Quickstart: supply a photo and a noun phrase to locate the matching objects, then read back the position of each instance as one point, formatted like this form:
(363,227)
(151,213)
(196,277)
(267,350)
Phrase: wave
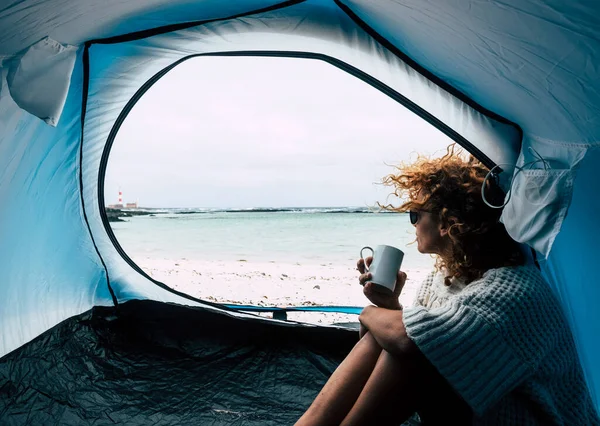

> **TASK INSTRUCTIONS**
Write out all of the data above exactly, pictures excluded.

> **TASK ANSWER**
Quickstart: supply a photo and a noun phrase to locate the matching objects, then read back the position of each instance as one point, formatted like this form:
(363,227)
(151,213)
(196,277)
(267,350)
Phrase: wave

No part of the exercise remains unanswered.